Goal:
Print all of the data below word for word, leaving out the pictures.

+++ Provided entries

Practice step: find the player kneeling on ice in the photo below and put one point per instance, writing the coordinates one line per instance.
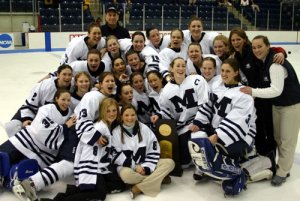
(224, 131)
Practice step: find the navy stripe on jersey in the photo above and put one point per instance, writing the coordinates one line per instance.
(52, 139)
(49, 175)
(25, 137)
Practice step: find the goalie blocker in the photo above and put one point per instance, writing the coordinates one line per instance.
(11, 176)
(209, 161)
(166, 134)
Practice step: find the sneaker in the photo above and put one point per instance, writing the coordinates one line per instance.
(134, 192)
(29, 189)
(167, 180)
(277, 180)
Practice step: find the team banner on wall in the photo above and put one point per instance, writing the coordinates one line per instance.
(6, 41)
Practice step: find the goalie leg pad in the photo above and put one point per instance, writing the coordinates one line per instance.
(234, 186)
(19, 172)
(211, 162)
(202, 153)
(12, 127)
(23, 170)
(4, 164)
(4, 168)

++++++

Answer to this exercise:
Practice step: find the player kneeling on ice in the photo below and put one point per instance, writing the coordinates one line per instance.
(224, 131)
Practice step: find the navy stripe on jersey in the photo above and put one point per instance, writing the coordinates one line per instance.
(52, 139)
(49, 175)
(25, 137)
Practice step: find the goalie blocker in the photo above and put one point per instance, writing the coordinates one line per instance.
(11, 176)
(209, 161)
(166, 134)
Practice step: find the sneaker in the photo above and put one point per instance, writing the coordinates one line per instance.
(134, 192)
(29, 189)
(167, 180)
(277, 180)
Practice step: find the team banner on wall in the photo above and put one point per instance, writing the coordinates one line per instance.
(6, 41)
Practice step: find the goalie leg pad in the photo above and put one point per instance, writing the coordinates one line per instance.
(234, 186)
(19, 172)
(211, 162)
(202, 153)
(12, 127)
(23, 170)
(4, 164)
(4, 168)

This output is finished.